====== Extrait du texte

Il n’y a pas d’entre-deux, aussi bien pour les rappeuses que pour celles qui travaillent dans cet univers. « C’est un milieu qui est très violent pour les femmes, confie à la radio Mouv’, Mehdi Maïzi, présentateur de l’émission OKLM. J’ai des chroniqueuses femmes dans mon émission et, à la moindre petite erreur, les commentaires sont extrêmements violents ». 

Femmes rappeuses : une émergence inexorable

Le public français a encore du mal à se faire à l’idée qu’une femme peut faire du rap. La rappeuse ILLUSTRE reste cependant optimiste, « Comme aux États-Unis, il y aura un moment où il y aura de plus en plus de rappeuses. Une véritable vague et les gens comprendront qu’il n’y a rien d’anormal, ils finiront par banaliser tout ça ».

Si certains auditeurs réagissent ainsi, c’est parce qu’ils sont influencés par des textes de rappeurs souvent sexistes, qui rabaissent ou sexualisent la femme. Le féminisme n’est clairement pas la norme dans leurs morceaux. C’est plutôt la mise en avant du mâle alpha qui est de rigueur. Difficile alors pour les femmes d’évoluer dans un milieu où les paroles de ce type sont banalisées.

Fif Tobossy

Fif Tobossy

Malentendu ?

Néanmoins, le public ne devrait pas se laisser influencer, il devrait savoir faire la part des choses. « Dans le rap, tu as des comportements de “goujats”, confie Fif Tobossy, co-fondateur du média Booska-P, à la radio Mouv’. Souvent, c’est de la punchline, il n’y a rien de méchant ». Les rappeurs ne penseraient pas forcément tout ce qu’ils kickent (rappent)…

Malgré les obstacles, certaines rappeuses ne baissent pas les bras. Elles cherchent à se démarquer pour se faire entendre et gravir les marches des classements. « Je pense me démarquer par l’aspect poétique de mon écriture, nous explique ILLUSTRE, par la sensibilité que j’exprime, de manière parfois frontale, et en tentant aussi de bouleverser les codes de société auto-normés ». Même revendication pour la rappeuse Yelsha : « Je parviens à me démarquer par mes lyrics [paroles] et les idées que je défends, mon flow et mes attitudes ».

============
====== Données fournies

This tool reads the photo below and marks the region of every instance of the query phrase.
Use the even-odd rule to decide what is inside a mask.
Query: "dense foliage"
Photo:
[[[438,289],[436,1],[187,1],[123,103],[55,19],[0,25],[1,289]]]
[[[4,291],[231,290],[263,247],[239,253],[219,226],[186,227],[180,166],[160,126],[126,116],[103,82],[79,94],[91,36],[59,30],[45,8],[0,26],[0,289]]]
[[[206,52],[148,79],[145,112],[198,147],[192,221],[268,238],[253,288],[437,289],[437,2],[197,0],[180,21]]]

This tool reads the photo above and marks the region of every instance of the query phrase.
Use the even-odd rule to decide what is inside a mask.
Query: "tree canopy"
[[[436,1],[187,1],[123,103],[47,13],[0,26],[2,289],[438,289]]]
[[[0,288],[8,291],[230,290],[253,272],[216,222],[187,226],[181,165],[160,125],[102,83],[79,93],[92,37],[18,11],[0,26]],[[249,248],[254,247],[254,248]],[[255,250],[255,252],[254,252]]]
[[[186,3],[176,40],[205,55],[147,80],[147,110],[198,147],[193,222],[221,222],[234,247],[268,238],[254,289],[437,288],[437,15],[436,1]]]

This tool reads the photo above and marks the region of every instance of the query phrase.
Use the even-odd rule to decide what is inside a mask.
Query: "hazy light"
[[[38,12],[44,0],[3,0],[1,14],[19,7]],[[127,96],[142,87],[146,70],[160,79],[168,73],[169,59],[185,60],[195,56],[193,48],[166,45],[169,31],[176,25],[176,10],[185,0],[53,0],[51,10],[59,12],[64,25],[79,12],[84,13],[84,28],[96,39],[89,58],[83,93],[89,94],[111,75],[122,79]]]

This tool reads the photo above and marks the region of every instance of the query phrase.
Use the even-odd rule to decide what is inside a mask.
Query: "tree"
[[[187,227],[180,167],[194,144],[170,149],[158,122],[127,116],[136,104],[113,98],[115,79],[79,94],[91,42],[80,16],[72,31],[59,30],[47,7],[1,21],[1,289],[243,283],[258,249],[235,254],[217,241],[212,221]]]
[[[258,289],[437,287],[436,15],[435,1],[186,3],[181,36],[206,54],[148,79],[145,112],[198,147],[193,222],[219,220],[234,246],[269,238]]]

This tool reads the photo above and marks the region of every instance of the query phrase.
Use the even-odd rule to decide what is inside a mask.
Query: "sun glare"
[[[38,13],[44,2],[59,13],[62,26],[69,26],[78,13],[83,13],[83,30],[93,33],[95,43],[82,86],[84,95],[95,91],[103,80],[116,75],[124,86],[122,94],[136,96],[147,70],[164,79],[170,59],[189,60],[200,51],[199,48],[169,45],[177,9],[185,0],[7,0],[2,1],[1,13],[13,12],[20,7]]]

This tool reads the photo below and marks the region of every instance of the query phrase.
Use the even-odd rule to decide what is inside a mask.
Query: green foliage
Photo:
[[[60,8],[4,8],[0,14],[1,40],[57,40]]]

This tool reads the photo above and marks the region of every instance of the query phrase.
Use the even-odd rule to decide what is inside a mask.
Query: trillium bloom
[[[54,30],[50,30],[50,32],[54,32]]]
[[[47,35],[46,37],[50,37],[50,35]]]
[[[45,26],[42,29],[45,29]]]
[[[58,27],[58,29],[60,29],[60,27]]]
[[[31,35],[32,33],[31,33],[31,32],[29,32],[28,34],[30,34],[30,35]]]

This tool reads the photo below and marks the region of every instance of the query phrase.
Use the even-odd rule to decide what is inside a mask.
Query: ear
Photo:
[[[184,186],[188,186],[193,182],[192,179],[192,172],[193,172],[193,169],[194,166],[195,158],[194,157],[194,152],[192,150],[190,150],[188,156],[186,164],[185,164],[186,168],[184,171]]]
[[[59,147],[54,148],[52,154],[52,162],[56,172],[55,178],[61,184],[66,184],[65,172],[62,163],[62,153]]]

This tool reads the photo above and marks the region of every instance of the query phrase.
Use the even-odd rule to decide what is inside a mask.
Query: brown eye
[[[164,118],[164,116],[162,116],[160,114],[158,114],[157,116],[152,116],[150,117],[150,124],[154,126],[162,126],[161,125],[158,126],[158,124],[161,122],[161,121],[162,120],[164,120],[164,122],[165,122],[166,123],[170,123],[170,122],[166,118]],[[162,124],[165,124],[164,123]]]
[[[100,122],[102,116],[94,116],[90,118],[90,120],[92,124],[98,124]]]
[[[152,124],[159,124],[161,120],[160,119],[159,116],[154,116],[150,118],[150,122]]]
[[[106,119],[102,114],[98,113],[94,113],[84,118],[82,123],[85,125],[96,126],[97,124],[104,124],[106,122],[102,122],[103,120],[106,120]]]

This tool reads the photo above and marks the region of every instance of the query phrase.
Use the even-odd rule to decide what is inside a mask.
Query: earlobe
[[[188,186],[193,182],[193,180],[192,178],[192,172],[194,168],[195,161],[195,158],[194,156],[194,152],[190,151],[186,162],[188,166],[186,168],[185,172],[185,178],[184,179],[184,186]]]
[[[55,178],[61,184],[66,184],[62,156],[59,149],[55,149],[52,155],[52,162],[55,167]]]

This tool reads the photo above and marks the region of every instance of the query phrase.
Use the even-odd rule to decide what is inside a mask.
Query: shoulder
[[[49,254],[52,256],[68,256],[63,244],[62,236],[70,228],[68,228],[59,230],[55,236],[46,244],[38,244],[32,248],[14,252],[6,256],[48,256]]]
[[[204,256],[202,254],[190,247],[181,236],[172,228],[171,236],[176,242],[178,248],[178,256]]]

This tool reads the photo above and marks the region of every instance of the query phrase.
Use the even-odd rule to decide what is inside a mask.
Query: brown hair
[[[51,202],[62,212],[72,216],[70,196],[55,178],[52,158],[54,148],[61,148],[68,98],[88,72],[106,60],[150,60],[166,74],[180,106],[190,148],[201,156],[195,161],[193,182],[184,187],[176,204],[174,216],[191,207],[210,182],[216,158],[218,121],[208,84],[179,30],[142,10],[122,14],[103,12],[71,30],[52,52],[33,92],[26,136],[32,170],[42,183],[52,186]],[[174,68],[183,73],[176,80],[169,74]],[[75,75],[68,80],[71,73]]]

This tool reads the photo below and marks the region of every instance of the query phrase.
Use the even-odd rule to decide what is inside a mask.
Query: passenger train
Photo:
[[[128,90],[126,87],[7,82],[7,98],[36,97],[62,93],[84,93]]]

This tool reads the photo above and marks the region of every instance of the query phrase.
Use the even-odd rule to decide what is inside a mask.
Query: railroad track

============

> [Exercices]:
**A)** Répondez aux questions suivantes sur l'extrait consacré aux rappeuses, en marquant chaque réponse du même repère.
(i) Quelle émission Mehdi Maïzi présente-t-il ?
(ii) De quel média Fif Tobossy est-il co-fondateur ?
(iii) Par quels moyens Yelsha dit-elle se démarquer ?
**B)** Poursuivez l'extrait consacré aux rappeuses en reprenant après sa dernière phrase.

> [Réponses rédigées]:
**A)**
(i) L'émission OKLM.
(ii) Booska-P.
(iii) Par ses lyrics (paroles), les idées qu'elle défend, son flow et ses attitudes.

**B)**
Réseaux sociaux : des laboratoires et des caisses de résonnance pour les rappeuses

La plupart des rappeuses ont utilisé les réseaux sociaux pour se faire entendre et se faire connaître. « Les rappeuses aiment les réseaux sociaux. Elles peuvent tester plein de choses tout en restant libres », nous explique Eloïse Bouton, fondatrice du média Madame Rap. Elles ont pu trouver leur style, savoir ce qui plaît au public ou, au contraire, ce qui ne marche pas. Un bon moyen pour elles de commencer librement, sans la pression des labels. 

Benjamin Caschera
Benjamin Caschera

Quoi qu’il en soit, le sujet de la place des femmes dans le rap est de plus en plus abordé. « Il y a eu une prise de conscience », constate Eloïse Bouton. La société évolue dans le bon sens et de plus en plus de rappeuses émergent. « Elles étaient peut-être 300 au total il y a quelques années et, maintenant, on voit dix nouveaux freestyles apparaître chaque semaine », observe Benjamin Caschera, directeur artistique du label La Souterraine, dans un article du Point.

Attention, les femmes arrivent !

Cette augmentation porte ses fruits puisque certaines rappeuses obtiennent des featurings avec des rappeurs français reconnus dans le milieu. Comme le rappeur Jul (30 ans) qui a invité la rappeuse Doria (23 ans) sur son dernier album La Machine, pour le morceau Toi-même tu sais. Côté chiffres, eux aussi augmentent ! Chilla, par exemple, totalise plusieurs millions de vues sur chacun de ses clips.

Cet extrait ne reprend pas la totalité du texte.